TASK DETAILS -
Nothing but the lines from the one containing "Target: white plate" through the one containing "Target: player's knee", both included, should be given again, each exactly as written below.

AVAILABLE DATA -
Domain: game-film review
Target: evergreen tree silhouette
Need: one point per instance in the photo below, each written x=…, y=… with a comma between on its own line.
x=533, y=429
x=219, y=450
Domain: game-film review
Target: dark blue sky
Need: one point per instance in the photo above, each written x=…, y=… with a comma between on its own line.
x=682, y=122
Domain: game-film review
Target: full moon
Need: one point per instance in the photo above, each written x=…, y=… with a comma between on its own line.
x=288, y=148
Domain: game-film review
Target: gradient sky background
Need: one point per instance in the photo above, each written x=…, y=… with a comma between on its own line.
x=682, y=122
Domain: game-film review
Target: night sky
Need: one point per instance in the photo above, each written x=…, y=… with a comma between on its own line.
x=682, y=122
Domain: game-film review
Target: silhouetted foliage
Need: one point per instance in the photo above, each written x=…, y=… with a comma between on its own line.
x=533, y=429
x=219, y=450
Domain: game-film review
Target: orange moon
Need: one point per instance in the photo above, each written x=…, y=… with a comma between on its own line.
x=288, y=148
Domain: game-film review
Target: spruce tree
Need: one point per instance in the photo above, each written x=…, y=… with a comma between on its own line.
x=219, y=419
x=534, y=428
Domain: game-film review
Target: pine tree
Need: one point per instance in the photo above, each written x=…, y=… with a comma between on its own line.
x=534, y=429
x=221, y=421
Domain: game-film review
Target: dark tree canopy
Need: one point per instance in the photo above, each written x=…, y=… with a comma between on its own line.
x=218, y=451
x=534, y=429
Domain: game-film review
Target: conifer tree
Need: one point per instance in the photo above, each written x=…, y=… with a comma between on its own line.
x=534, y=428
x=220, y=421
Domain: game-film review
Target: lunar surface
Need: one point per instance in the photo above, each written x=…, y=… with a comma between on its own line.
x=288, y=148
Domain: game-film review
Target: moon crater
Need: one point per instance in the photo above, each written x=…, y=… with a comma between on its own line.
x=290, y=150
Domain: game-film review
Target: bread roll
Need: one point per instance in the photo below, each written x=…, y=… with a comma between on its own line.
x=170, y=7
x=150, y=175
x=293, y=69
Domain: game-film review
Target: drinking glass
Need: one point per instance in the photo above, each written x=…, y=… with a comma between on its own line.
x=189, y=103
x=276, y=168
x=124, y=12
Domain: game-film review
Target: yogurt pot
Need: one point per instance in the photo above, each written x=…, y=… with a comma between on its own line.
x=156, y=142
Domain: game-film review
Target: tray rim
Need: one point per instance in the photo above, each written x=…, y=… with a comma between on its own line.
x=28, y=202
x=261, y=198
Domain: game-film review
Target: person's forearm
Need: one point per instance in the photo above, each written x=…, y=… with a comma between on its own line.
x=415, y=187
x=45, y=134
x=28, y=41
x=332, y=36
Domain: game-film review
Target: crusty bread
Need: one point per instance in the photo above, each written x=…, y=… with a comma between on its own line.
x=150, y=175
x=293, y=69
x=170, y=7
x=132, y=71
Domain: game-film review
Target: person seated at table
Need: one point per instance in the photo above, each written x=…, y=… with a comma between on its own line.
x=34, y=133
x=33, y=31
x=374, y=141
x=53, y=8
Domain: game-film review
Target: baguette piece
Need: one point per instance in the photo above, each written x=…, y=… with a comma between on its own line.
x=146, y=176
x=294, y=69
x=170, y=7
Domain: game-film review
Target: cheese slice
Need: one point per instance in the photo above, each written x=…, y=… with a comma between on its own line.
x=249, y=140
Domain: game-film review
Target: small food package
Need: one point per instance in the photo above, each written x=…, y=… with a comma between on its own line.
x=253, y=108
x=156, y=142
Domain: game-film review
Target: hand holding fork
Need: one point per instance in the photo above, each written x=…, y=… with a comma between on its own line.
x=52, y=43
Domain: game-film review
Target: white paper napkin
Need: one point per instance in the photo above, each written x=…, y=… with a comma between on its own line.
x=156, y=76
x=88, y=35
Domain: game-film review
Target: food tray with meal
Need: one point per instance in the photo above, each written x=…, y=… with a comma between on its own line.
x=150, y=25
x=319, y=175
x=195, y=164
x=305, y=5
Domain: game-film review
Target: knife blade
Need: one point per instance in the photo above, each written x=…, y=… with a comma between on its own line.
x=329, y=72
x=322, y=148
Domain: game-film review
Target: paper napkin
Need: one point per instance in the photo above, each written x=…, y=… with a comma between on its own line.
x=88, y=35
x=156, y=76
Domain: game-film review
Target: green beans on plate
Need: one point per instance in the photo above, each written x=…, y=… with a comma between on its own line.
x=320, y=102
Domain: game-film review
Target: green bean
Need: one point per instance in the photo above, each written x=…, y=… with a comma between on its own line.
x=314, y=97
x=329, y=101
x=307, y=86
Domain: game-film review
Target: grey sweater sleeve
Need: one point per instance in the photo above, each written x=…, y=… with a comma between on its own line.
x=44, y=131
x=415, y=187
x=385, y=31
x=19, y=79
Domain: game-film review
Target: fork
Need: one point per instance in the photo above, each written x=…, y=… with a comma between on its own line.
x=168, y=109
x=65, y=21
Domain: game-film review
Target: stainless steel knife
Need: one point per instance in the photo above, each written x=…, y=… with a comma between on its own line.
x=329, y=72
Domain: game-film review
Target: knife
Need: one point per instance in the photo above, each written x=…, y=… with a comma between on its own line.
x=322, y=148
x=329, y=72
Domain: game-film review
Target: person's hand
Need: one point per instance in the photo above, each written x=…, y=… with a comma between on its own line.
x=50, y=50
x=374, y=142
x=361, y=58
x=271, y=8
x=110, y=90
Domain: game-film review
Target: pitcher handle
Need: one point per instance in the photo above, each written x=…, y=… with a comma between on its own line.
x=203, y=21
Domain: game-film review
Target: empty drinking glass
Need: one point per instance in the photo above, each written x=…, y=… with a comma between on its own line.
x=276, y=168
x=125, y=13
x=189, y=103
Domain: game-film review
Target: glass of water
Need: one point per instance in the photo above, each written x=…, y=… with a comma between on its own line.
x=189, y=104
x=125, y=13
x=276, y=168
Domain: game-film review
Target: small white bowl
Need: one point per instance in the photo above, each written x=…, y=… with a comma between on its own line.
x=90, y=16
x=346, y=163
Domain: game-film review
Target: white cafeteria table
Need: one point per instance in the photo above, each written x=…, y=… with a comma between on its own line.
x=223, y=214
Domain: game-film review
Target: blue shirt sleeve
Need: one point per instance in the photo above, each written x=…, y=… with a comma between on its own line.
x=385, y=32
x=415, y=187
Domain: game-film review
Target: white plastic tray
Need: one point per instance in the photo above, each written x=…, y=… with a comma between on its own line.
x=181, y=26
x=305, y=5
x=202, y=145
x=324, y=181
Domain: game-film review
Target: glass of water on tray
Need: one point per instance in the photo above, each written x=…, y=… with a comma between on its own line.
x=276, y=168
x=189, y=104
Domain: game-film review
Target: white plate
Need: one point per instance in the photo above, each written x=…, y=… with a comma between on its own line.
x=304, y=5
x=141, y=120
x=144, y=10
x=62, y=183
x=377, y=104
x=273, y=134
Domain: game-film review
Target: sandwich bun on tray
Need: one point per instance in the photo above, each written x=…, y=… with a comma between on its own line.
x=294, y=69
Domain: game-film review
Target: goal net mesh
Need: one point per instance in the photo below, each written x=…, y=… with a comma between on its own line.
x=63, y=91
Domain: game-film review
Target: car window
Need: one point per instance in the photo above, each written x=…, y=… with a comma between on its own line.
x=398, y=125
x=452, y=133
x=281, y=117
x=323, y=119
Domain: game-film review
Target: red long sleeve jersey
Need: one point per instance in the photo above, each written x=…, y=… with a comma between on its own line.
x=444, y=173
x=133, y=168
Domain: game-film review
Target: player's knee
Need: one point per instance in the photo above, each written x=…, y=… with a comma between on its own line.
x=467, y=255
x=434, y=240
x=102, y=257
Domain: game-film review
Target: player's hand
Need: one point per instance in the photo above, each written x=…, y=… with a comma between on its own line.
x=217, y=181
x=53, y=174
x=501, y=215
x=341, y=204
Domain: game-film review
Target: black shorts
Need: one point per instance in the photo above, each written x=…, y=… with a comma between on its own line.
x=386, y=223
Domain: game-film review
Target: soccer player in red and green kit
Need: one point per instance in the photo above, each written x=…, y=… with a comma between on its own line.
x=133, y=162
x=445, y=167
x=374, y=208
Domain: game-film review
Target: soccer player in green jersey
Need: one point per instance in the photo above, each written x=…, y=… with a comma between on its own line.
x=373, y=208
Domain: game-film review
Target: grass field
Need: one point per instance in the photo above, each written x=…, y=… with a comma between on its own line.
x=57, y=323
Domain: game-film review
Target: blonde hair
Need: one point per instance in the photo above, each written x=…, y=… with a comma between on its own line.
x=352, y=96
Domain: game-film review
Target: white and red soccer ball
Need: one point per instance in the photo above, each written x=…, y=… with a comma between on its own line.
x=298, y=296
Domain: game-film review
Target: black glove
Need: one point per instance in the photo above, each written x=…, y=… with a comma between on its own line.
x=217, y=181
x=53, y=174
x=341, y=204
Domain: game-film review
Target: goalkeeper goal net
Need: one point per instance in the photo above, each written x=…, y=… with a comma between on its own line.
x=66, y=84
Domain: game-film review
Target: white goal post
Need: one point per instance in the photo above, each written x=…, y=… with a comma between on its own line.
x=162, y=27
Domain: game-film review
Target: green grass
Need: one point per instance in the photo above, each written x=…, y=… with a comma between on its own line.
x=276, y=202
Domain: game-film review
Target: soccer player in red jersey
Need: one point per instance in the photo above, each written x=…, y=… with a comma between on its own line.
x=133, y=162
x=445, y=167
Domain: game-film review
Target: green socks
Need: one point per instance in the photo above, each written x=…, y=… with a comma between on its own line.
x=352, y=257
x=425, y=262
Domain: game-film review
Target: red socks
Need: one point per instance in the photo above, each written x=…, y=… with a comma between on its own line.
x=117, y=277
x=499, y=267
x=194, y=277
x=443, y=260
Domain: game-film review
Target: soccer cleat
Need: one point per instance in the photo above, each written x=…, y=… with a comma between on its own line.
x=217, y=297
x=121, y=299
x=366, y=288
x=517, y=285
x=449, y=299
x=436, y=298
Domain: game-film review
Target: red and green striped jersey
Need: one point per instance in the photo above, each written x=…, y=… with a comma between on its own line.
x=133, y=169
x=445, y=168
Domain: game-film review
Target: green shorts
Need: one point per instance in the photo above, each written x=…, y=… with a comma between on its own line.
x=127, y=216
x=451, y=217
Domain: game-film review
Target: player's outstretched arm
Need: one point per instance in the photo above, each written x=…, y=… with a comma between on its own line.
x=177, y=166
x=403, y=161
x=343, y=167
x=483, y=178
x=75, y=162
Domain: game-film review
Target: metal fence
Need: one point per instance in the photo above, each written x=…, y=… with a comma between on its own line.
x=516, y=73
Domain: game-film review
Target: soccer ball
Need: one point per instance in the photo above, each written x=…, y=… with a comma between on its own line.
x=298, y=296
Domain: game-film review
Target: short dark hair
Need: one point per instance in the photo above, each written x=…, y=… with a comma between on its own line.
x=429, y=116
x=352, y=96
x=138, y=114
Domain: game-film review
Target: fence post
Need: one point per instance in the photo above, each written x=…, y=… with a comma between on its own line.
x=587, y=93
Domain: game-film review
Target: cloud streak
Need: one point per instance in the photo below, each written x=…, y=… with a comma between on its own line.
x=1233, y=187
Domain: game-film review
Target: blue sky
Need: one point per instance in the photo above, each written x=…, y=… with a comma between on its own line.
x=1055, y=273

RESULT FOR THIS TASK -
Target: white plate
Need: one point per instance in the photo above, each written x=…, y=… with a comma between on its own line.
x=304, y=5
x=141, y=120
x=144, y=10
x=62, y=183
x=377, y=104
x=273, y=134
Domain: game-film review
Target: sandwich bun on tray
Need: one point per instance in the photo above, each written x=…, y=… with a comma between on its own line.
x=294, y=69
Domain: game-film review
Target: goal net mesh
Need: one point per instance in the photo below, each written x=…, y=… with a comma between on its own line.
x=63, y=91
Domain: game-film review
Target: car window
Need: one point per instance in the photo above, each written x=…, y=… with a comma between on its own line.
x=398, y=125
x=452, y=133
x=281, y=117
x=323, y=119
Domain: game-film review
Target: red long sleeve jersey
Need: one point per instance in the photo above, each written x=…, y=… with a comma between on its own line.
x=444, y=173
x=133, y=168
Domain: game-film review
Target: player's knee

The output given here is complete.